[[ Exercise passage open ]]

Greece struggling to stay in the eurozone

Between 11.5 and 14 billion to be recovered, Samaras in Berlin

20 August, 20:01

Greece struggling to stay in the eurozone Greece struggling to stay in the eurozone

(ANSAmed) - ATHENS - Today begins a crucial week for the future of Greece in Europe, while the German pressure on Athens is not diminishing. Tomorrow the responsibles for the Greek Ministry of Finance will announce the areas in which they will operate cuts in public spending, 11.5 billion - or even 14, according to other sources - required by the troika (EU, IMF and ECB), aimed at obtaining more aid from international lenders.

Wednesday the President of the Eurogroup, Jean-Claude Juncker, will arrive in Athens for talks with Greek Prime Minister Antonis Samaras who will leave for Berlin next Friday to meet with German Chancellor Angela Merkel. Samaras goal is to obtain a two-year extension in the roadmap to gain time to bring down the deficit to below 3% of GDP.

[[ Exercise passage closed ]]
[[ Data section open ]]

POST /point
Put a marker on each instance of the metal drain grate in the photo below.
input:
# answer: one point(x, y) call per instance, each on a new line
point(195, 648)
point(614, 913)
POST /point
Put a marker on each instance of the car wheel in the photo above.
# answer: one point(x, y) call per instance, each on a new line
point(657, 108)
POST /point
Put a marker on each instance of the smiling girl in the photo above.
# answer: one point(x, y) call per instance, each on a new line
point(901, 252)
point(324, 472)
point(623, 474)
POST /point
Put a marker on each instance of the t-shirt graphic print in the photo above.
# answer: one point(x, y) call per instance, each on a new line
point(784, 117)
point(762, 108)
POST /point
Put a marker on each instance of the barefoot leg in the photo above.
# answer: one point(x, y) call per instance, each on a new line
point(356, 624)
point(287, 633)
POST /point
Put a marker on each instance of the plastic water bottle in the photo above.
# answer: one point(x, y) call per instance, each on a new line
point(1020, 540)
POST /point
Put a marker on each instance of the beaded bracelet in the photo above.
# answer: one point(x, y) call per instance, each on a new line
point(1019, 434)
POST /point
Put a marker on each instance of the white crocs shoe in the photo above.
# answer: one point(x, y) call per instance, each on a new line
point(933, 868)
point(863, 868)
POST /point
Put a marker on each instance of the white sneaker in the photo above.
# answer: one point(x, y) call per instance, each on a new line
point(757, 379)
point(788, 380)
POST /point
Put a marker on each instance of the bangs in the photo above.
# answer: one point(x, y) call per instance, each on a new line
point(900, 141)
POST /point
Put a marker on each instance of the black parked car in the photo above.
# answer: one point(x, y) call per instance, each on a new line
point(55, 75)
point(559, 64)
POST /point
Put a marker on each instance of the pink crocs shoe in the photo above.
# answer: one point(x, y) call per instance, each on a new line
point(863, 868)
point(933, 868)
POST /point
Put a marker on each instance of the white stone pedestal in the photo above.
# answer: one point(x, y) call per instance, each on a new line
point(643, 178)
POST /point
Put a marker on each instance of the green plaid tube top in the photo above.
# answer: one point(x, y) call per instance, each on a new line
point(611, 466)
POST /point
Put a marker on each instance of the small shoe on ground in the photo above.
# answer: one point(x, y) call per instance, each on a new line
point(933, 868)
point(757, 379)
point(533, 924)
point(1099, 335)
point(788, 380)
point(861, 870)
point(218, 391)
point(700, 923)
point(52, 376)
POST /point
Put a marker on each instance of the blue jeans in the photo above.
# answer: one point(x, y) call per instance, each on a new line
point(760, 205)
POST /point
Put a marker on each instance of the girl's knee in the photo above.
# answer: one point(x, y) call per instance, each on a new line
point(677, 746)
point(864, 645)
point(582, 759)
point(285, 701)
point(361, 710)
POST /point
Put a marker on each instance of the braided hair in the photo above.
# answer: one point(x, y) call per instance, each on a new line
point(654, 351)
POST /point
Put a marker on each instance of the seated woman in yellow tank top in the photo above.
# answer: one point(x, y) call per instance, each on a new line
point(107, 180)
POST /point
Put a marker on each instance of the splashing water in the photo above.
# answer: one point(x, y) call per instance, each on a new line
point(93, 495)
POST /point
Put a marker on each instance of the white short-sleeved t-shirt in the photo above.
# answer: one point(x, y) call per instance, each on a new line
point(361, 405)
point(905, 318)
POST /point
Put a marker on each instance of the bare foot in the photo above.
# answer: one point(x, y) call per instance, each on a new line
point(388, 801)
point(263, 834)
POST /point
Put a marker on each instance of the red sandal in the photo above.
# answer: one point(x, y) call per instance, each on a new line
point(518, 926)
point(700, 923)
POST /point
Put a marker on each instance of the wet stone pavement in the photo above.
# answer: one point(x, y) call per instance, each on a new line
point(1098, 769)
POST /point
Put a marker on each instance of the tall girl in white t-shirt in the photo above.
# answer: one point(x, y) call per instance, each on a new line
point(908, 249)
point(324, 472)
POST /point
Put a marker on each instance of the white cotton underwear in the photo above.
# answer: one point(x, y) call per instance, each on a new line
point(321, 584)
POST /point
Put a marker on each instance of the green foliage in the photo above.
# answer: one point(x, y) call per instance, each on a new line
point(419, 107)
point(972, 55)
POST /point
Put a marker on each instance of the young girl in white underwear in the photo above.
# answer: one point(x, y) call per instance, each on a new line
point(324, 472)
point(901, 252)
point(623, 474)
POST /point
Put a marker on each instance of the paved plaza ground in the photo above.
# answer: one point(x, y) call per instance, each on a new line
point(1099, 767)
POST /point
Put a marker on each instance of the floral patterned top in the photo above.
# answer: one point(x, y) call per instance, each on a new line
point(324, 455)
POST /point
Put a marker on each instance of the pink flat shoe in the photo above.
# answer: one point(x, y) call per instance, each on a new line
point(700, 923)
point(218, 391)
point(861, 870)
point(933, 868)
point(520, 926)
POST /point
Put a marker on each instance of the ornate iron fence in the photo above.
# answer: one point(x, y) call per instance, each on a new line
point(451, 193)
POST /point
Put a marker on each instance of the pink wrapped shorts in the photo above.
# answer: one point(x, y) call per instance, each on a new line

[[ Data section closed ]]

Problem requirements: Please write the next part of the article on Greece and the eurozone, starting after its last sentence. The data has nothing to do with the article on Greece and the eurozone.

Reply:
But the German government has already made known that the meeting will be "interlocutory" and no fundamental decisions will be taken on the future of Greece. It has not to be expected that the meeting with the Chancellor "would possibly prepared the ground for essential decisions" said the German government's spokesman Steffen Seibert. "Minister Westerwelle has already made clear that there will be no softening of agreements made with Athens, "added the spokesman, reiterating the position of Guido Westerwelle, expressed in the weekend. Westerwelle, after a meeting today with the Greek fellow Dimitrios Avramopoulos, said that the German government "wants Greece to remain part of the Eurozone and works toward that end". A concerned opinion has been expressed to the German newspaper Frankfurter Rundschau by Joerg Asmussen, a German member of the Board of the Central European Bank, and considered a "hawk" within the institution of Frankfurt. According to Asmussen, the output of Greece from the Eurozone would be "manageable," but "very expensive." In Athens, meanwhile, the package of measures required by the troika to cut public spending in the 2013-2014 period is almost ready. In the package, according to sources from the Ministry of Finance, there are significant wage cuts in the public sector pensions and a reduction of 34,000 units of government employees. Before being presented in the Parliament to be voted, the proposed measures shall be approved by the leaders who support the government coalition, such as premier Samaras, the Socialist Evangelos Venizelos (PASOK) and Fotis Kouvelis (Democratic Left).

Most of the cuts, about four billion, will be performed on pensions and social security benefits. Some of the latter, in particular, will be reduced and other entirely eliminated. The government is also expected to introduce strict criteria requirements for the determination of income for those who will be entitled to benefits in the future.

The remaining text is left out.